[Data entries]
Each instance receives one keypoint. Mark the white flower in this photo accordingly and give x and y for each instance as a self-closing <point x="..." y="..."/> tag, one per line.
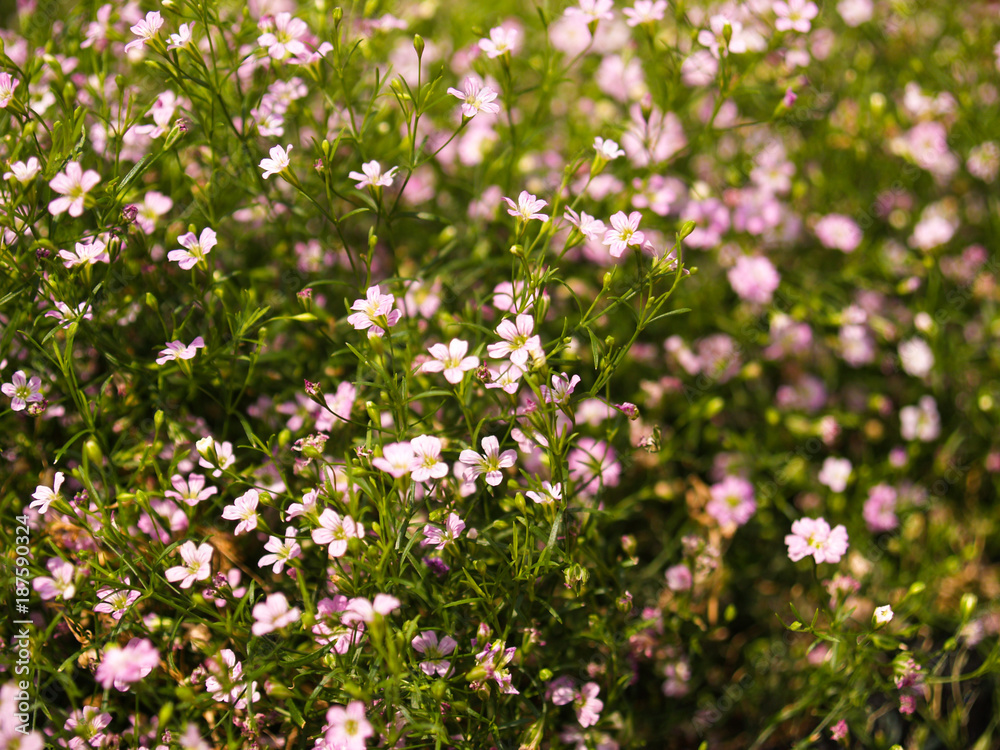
<point x="278" y="162"/>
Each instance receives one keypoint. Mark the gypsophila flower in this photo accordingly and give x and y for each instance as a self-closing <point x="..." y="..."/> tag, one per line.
<point x="281" y="551"/>
<point x="195" y="248"/>
<point x="87" y="253"/>
<point x="624" y="233"/>
<point x="518" y="342"/>
<point x="347" y="728"/>
<point x="450" y="360"/>
<point x="813" y="536"/>
<point x="244" y="510"/>
<point x="273" y="614"/>
<point x="882" y="616"/>
<point x="527" y="207"/>
<point x="72" y="184"/>
<point x="335" y="531"/>
<point x="645" y="11"/>
<point x="7" y="86"/>
<point x="373" y="312"/>
<point x="373" y="176"/>
<point x="116" y="602"/>
<point x="550" y="493"/>
<point x="178" y="350"/>
<point x="476" y="98"/>
<point x="434" y="651"/>
<point x="182" y="38"/>
<point x="490" y="462"/>
<point x="441" y="538"/>
<point x="23" y="172"/>
<point x="44" y="497"/>
<point x="607" y="149"/>
<point x="22" y="391"/>
<point x="146" y="30"/>
<point x="197" y="564"/>
<point x="427" y="464"/>
<point x="501" y="41"/>
<point x="278" y="162"/>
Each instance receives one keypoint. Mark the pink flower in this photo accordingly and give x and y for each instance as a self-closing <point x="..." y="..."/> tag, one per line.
<point x="44" y="496"/>
<point x="178" y="350"/>
<point x="518" y="341"/>
<point x="197" y="564"/>
<point x="489" y="463"/>
<point x="527" y="207"/>
<point x="588" y="706"/>
<point x="624" y="232"/>
<point x="146" y="30"/>
<point x="7" y="86"/>
<point x="244" y="510"/>
<point x="347" y="728"/>
<point x="373" y="176"/>
<point x="732" y="501"/>
<point x="880" y="509"/>
<point x="281" y="551"/>
<point x="123" y="666"/>
<point x="282" y="38"/>
<point x="374" y="312"/>
<point x="454" y="527"/>
<point x="550" y="493"/>
<point x="396" y="459"/>
<point x="73" y="185"/>
<point x="592" y="11"/>
<point x="336" y="531"/>
<point x="115" y="602"/>
<point x="835" y="473"/>
<point x="476" y="98"/>
<point x="794" y="15"/>
<point x="191" y="491"/>
<point x="195" y="248"/>
<point x="273" y="614"/>
<point x="813" y="536"/>
<point x="427" y="464"/>
<point x="645" y="11"/>
<point x="839" y="232"/>
<point x="502" y="41"/>
<point x="434" y="652"/>
<point x="278" y="162"/>
<point x="87" y="253"/>
<point x="451" y="360"/>
<point x="754" y="279"/>
<point x="60" y="584"/>
<point x="22" y="391"/>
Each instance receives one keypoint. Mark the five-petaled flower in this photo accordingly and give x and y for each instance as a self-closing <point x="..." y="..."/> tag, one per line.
<point x="441" y="538"/>
<point x="244" y="510"/>
<point x="180" y="350"/>
<point x="44" y="497"/>
<point x="374" y="312"/>
<point x="518" y="341"/>
<point x="22" y="391"/>
<point x="476" y="98"/>
<point x="195" y="248"/>
<point x="72" y="184"/>
<point x="527" y="207"/>
<point x="451" y="360"/>
<point x="373" y="176"/>
<point x="278" y="162"/>
<point x="624" y="232"/>
<point x="146" y="30"/>
<point x="335" y="531"/>
<point x="490" y="462"/>
<point x="197" y="564"/>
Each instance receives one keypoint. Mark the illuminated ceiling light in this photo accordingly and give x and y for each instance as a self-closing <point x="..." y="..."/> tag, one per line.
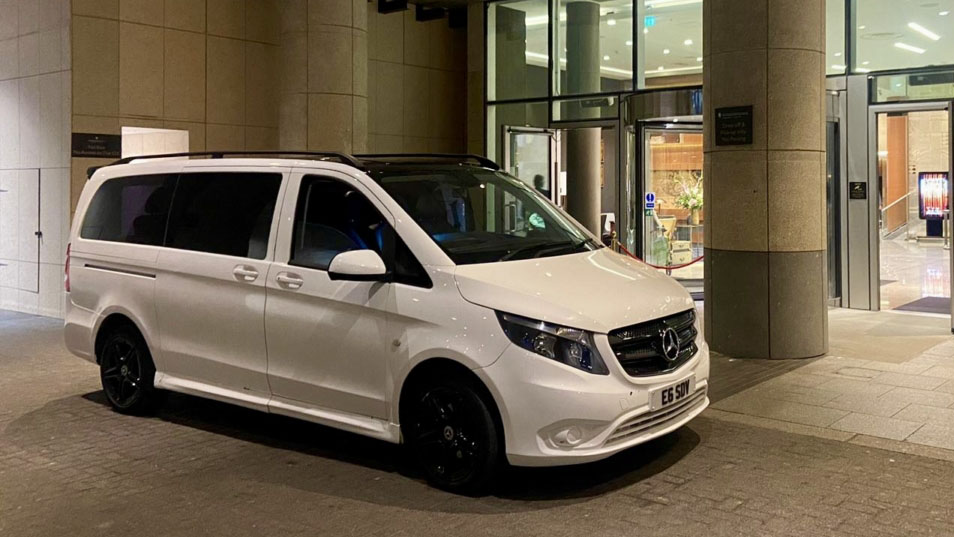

- **GIVEN PROBLEM**
How many of the lines above contain the word "flower"? Reply with the number alone.

- **EXERCISE RESPONSE**
4